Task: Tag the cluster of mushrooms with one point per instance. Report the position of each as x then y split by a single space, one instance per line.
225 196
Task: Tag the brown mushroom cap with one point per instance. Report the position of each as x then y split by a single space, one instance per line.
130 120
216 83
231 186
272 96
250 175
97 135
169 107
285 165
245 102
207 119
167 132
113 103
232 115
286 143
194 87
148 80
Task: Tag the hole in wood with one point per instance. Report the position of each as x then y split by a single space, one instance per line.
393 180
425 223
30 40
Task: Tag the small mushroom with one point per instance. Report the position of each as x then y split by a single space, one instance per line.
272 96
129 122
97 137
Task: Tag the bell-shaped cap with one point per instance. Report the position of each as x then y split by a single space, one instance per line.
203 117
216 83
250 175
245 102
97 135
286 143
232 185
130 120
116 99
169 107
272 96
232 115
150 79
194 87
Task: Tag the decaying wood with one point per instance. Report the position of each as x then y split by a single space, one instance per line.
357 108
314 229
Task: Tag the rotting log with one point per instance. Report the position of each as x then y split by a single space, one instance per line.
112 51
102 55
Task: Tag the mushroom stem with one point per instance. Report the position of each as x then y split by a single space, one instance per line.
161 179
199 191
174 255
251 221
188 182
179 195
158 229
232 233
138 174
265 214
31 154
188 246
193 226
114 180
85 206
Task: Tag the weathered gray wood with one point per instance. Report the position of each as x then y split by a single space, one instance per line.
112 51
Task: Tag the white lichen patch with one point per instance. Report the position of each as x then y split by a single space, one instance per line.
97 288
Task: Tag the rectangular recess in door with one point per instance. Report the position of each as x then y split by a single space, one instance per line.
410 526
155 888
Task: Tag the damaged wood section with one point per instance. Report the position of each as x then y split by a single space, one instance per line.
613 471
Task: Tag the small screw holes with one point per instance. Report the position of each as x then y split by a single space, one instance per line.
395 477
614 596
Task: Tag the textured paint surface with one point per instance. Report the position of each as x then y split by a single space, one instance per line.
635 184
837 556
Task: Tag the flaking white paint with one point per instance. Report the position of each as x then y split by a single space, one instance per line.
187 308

▶ _Task instructions_: Would you give the listing again, word for word?

▶ _Completed task_:
Task: Tag the cluster of mushrooms with one point per instance. Report the position of each as x then y split by a single space, one instance per line.
225 196
Task: Tag the brown mushroom cap with one point per instance. Report the position of each as x then y split by a single space, one instance per line.
130 120
216 83
231 186
272 96
250 175
97 135
169 107
285 165
245 102
207 119
167 132
113 103
232 115
286 143
194 87
148 80
Task: Tag the hole in wood with one point per instance. Report the position of each as x then y split by a single space, one instance per line.
393 180
425 223
30 40
Task: Tag the small mushroom with one point per instance. Report the position of each as x then y split by a single space, one instance per line.
272 96
129 122
97 137
Task: Tag the bell-shaped cap with one point per instance. Report the position of each as x then y split by a single space, one instance per line.
203 117
216 83
250 175
245 102
97 135
286 143
232 185
130 120
116 99
169 107
272 96
232 115
150 79
194 87
Task: Tag the decaying wood with one point per instance. Report the position of each as x then y split by a single space, one instance per line.
357 108
314 229
Task: Tag the rotting log with one point per instance. Report the position of each as x then y split by a single space, one instance per line.
112 51
102 55
Task: Tag the mushroom stem with one point per instance. Report the position of each as x then y split by a single space, one instance per line.
161 179
199 191
174 255
251 221
188 182
179 195
158 229
232 233
138 174
265 214
31 154
188 246
193 226
114 180
85 206
Task: Tag the weathered gray wood with one point per instance. Report the position of each as x then y split by a single space, one instance per line.
112 51
Task: Tag the white lichen patch with one point per instance. Report the position of each as x then y split by a single space, one instance per line.
97 288
Task: Tag the rectangular recess in door with one point per instance. Report the position of each as x then y split by a single space, one instance per line.
410 526
155 888
Task: Tag the damaged wood section with one point per instance. Report the position of each as x then y split by a single space, one instance per line.
613 471
Task: Tag the small screw holes with one point per instance. Report the position of each as x then y split by a single space, one instance per line.
395 477
614 596
Task: Tag the textured paint surface with one point per instance. Report the position of each as x then y split by a single space, one instance per line.
635 184
837 556
Task: Tag the flaking white paint with one point per instance. Report the position of each as x then y split by a single space, one instance per line.
187 308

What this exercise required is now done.